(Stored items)

________

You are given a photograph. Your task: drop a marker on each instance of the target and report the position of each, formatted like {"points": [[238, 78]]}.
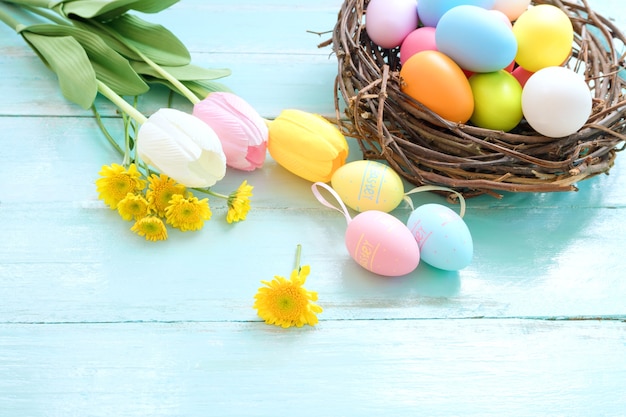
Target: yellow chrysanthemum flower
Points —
{"points": [[285, 302], [117, 182], [187, 213], [160, 192], [150, 227], [239, 203], [133, 206]]}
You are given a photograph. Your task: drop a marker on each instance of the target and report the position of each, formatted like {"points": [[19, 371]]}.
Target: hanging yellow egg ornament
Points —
{"points": [[545, 36], [368, 185]]}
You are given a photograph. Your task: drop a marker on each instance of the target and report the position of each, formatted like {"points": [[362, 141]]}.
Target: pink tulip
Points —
{"points": [[242, 131]]}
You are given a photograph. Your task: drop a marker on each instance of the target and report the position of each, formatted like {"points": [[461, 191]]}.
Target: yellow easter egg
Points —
{"points": [[544, 36], [368, 185]]}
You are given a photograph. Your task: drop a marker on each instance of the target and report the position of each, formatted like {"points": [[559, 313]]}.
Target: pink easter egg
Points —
{"points": [[382, 244], [421, 39], [522, 75]]}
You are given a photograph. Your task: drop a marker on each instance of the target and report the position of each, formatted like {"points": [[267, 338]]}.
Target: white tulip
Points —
{"points": [[182, 147]]}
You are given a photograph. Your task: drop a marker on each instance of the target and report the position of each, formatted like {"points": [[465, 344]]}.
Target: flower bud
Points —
{"points": [[182, 147], [241, 130], [307, 145]]}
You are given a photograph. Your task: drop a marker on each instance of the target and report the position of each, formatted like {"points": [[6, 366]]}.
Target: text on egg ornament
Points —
{"points": [[370, 182], [366, 252], [421, 236]]}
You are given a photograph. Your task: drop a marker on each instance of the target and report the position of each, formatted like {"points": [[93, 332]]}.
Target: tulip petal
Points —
{"points": [[307, 145], [182, 147], [238, 126]]}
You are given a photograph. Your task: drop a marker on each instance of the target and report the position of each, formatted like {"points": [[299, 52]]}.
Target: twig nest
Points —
{"points": [[426, 145]]}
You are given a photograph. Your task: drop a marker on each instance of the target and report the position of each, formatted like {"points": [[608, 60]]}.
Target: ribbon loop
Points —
{"points": [[321, 199], [436, 188]]}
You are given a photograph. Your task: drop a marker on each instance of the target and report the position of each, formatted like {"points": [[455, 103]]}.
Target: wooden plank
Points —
{"points": [[64, 256], [346, 367]]}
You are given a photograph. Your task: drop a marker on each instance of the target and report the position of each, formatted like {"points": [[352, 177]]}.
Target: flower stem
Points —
{"points": [[105, 131], [35, 3], [121, 103], [159, 69], [298, 253]]}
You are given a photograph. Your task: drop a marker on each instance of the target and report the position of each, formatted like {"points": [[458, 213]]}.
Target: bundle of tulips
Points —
{"points": [[100, 47]]}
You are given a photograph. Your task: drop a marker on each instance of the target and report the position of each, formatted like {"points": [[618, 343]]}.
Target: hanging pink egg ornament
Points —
{"points": [[388, 22], [376, 240], [476, 39]]}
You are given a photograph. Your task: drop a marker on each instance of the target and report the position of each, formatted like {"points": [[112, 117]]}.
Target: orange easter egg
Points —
{"points": [[437, 82]]}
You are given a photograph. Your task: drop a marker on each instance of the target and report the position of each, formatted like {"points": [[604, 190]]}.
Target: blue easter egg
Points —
{"points": [[443, 237], [476, 39], [430, 11]]}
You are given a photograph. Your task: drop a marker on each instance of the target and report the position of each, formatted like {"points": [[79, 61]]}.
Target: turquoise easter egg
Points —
{"points": [[443, 237], [430, 11], [476, 39]]}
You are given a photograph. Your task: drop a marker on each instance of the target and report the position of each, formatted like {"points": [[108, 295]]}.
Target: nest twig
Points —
{"points": [[426, 149]]}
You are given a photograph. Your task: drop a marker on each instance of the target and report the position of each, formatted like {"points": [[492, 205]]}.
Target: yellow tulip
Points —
{"points": [[307, 145]]}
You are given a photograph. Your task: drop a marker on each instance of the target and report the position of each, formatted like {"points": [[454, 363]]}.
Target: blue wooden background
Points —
{"points": [[95, 321]]}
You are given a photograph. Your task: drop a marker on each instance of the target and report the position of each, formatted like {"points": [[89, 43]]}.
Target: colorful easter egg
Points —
{"points": [[443, 237], [511, 8], [437, 82], [497, 100], [388, 22], [421, 39], [382, 244], [521, 75], [368, 185], [556, 101], [476, 39], [544, 36], [430, 11]]}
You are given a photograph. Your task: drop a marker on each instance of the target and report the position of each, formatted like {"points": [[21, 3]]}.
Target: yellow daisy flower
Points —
{"points": [[187, 213], [150, 227], [161, 190], [285, 302], [117, 182], [133, 206], [239, 203]]}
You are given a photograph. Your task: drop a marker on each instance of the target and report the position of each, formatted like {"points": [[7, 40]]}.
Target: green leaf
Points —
{"points": [[110, 9], [153, 40], [187, 72], [110, 67], [199, 88], [204, 88], [67, 58]]}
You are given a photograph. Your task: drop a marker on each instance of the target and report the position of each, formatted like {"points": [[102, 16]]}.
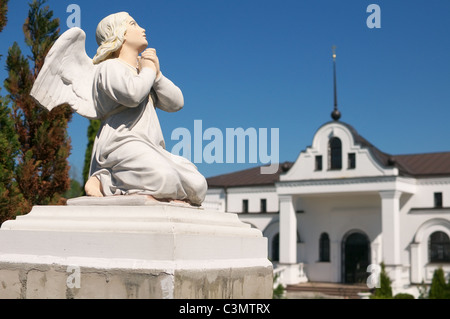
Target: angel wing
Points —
{"points": [[67, 76]]}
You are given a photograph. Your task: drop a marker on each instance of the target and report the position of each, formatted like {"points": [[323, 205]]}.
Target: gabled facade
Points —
{"points": [[344, 205]]}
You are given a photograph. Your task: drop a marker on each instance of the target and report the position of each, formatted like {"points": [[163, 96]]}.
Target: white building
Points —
{"points": [[344, 205]]}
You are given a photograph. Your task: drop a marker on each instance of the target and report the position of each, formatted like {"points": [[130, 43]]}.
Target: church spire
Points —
{"points": [[335, 115]]}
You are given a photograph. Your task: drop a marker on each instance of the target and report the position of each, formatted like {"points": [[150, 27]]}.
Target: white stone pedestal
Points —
{"points": [[130, 247]]}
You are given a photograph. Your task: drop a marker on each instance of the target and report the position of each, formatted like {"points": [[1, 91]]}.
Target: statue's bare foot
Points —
{"points": [[93, 187], [150, 197], [180, 202]]}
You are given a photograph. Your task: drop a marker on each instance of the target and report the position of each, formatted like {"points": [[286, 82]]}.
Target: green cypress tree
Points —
{"points": [[43, 170], [3, 14], [438, 289], [385, 290], [10, 199]]}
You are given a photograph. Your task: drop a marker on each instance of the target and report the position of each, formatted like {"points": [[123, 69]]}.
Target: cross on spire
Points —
{"points": [[335, 115]]}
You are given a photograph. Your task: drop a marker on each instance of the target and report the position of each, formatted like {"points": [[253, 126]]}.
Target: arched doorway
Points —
{"points": [[355, 257]]}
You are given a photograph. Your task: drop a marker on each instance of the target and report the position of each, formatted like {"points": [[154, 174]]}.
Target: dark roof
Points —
{"points": [[414, 165], [248, 177], [424, 165]]}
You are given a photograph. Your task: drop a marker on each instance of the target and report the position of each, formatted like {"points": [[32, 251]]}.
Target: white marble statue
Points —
{"points": [[122, 85]]}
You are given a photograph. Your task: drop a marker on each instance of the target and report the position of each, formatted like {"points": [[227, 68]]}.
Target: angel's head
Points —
{"points": [[117, 30]]}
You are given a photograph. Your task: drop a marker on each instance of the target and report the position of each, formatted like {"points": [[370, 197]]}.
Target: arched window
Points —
{"points": [[439, 247], [324, 247], [335, 153]]}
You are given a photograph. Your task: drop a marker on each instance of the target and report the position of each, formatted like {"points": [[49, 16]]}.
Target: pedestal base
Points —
{"points": [[128, 247]]}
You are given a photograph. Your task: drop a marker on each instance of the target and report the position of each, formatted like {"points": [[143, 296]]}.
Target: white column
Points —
{"points": [[293, 271], [417, 274], [390, 223], [288, 231]]}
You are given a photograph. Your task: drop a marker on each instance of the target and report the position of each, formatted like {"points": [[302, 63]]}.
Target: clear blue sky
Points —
{"points": [[267, 64]]}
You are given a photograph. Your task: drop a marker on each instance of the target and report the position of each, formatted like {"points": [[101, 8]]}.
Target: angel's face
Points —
{"points": [[135, 36]]}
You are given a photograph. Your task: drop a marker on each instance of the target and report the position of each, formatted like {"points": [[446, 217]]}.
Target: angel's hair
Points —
{"points": [[110, 35]]}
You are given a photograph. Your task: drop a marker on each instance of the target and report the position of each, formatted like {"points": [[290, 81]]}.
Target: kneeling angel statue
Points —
{"points": [[122, 85]]}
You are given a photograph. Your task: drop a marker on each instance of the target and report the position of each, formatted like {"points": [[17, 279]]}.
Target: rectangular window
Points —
{"points": [[318, 162], [438, 200], [263, 205], [351, 160], [245, 205]]}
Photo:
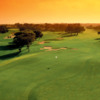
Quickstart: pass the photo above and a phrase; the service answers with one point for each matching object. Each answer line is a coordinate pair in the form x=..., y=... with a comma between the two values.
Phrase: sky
x=49, y=11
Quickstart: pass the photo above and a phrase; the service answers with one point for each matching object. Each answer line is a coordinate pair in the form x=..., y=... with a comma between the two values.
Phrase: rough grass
x=38, y=75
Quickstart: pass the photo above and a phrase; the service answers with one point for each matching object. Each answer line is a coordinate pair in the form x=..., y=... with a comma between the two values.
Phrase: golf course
x=56, y=68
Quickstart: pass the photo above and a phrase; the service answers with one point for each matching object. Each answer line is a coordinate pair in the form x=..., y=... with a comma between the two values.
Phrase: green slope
x=38, y=75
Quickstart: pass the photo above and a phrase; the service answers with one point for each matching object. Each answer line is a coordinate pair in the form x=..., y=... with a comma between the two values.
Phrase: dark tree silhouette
x=38, y=34
x=23, y=38
x=74, y=28
x=3, y=29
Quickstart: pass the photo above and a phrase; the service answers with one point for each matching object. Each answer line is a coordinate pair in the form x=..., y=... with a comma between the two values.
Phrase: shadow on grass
x=8, y=56
x=51, y=40
x=8, y=47
x=97, y=39
x=68, y=35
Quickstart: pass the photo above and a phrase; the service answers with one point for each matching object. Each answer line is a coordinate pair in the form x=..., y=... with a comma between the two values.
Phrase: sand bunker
x=49, y=48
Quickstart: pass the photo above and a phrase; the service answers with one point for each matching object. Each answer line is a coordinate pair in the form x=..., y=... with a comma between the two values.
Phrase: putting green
x=69, y=74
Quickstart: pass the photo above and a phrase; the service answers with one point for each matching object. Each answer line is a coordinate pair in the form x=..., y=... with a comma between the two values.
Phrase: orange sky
x=53, y=11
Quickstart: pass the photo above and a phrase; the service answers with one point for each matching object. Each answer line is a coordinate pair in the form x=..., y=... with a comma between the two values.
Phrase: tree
x=38, y=34
x=78, y=29
x=74, y=28
x=3, y=29
x=23, y=38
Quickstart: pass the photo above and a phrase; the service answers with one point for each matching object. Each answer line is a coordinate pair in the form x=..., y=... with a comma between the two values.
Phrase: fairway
x=59, y=74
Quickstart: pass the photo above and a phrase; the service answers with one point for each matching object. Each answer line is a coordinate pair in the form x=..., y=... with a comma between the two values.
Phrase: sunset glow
x=49, y=11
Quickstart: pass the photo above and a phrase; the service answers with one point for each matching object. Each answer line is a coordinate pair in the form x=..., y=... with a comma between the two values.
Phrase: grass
x=38, y=75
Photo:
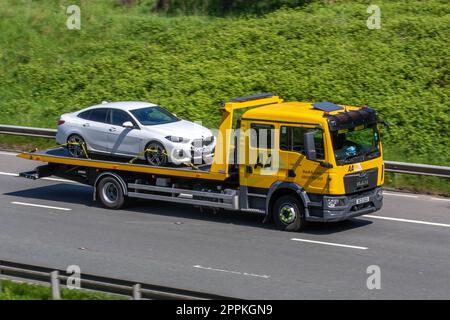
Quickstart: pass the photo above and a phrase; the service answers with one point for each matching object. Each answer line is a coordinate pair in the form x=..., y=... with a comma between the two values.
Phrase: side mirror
x=128, y=125
x=310, y=145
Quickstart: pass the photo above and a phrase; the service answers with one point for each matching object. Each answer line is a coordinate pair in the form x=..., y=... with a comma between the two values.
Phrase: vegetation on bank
x=190, y=60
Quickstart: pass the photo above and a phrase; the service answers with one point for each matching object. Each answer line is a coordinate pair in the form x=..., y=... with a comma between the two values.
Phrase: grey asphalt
x=230, y=254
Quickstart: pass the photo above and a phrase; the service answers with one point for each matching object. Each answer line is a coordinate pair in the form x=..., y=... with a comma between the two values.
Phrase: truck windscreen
x=356, y=144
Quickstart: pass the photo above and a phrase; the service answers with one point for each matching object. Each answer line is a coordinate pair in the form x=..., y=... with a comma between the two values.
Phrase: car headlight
x=175, y=138
x=334, y=202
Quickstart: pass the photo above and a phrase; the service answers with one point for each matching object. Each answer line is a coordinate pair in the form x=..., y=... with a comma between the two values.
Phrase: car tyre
x=76, y=151
x=110, y=193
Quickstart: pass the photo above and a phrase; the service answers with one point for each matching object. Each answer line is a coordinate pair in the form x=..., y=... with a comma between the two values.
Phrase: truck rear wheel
x=111, y=193
x=288, y=213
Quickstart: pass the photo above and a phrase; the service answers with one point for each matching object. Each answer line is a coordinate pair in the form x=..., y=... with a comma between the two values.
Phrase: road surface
x=55, y=223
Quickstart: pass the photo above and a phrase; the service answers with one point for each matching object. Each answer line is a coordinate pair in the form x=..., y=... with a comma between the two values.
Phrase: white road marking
x=400, y=195
x=330, y=244
x=8, y=153
x=40, y=206
x=408, y=220
x=234, y=272
x=440, y=199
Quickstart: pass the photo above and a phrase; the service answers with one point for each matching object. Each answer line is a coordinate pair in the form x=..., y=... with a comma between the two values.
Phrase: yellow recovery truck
x=288, y=161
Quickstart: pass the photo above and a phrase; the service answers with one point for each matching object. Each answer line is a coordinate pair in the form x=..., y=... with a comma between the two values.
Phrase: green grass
x=320, y=51
x=10, y=290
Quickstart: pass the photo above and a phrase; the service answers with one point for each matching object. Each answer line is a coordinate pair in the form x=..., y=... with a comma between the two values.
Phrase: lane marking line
x=40, y=206
x=400, y=195
x=234, y=272
x=330, y=244
x=58, y=180
x=439, y=199
x=408, y=220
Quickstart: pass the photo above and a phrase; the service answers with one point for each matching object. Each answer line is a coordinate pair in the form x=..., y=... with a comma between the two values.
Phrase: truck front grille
x=360, y=181
x=203, y=142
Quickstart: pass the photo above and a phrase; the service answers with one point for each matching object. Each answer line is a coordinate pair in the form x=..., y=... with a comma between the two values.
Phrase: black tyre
x=288, y=213
x=75, y=146
x=110, y=193
x=157, y=155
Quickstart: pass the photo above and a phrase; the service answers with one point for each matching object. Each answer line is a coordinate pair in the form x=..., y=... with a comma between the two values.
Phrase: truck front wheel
x=110, y=193
x=288, y=213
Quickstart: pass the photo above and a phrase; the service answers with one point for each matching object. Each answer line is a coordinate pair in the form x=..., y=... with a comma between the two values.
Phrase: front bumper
x=318, y=210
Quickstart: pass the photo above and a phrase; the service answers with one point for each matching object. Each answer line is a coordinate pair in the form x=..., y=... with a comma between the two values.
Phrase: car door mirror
x=310, y=145
x=128, y=125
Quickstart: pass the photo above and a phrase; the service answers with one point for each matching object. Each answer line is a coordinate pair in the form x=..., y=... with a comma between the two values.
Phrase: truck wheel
x=288, y=213
x=157, y=155
x=110, y=193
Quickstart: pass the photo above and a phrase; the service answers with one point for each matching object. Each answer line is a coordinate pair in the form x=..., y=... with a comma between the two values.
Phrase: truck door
x=259, y=166
x=295, y=167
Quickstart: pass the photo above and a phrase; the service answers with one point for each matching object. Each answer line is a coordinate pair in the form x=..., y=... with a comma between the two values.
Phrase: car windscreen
x=153, y=115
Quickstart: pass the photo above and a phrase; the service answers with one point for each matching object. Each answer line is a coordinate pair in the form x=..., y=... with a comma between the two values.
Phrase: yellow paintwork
x=145, y=169
x=309, y=174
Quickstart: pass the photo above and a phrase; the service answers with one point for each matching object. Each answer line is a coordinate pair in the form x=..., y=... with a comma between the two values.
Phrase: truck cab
x=322, y=160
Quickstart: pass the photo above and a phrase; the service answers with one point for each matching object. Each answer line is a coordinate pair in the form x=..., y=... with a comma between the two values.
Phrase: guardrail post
x=54, y=279
x=137, y=292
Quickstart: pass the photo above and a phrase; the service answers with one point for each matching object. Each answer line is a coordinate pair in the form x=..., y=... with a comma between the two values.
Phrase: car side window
x=99, y=115
x=119, y=117
x=292, y=139
x=85, y=115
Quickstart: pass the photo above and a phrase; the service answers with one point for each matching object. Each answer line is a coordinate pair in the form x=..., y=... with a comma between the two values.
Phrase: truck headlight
x=175, y=138
x=334, y=202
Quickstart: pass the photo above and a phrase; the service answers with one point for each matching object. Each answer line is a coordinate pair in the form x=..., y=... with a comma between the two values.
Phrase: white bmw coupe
x=132, y=129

________

EXERCISE GOAL:
Pick out each line in the stored items above that contains the word "dark", and copy those lines.

THE SOLUTION:
Target: dark roof
Phrase: dark tree silhouette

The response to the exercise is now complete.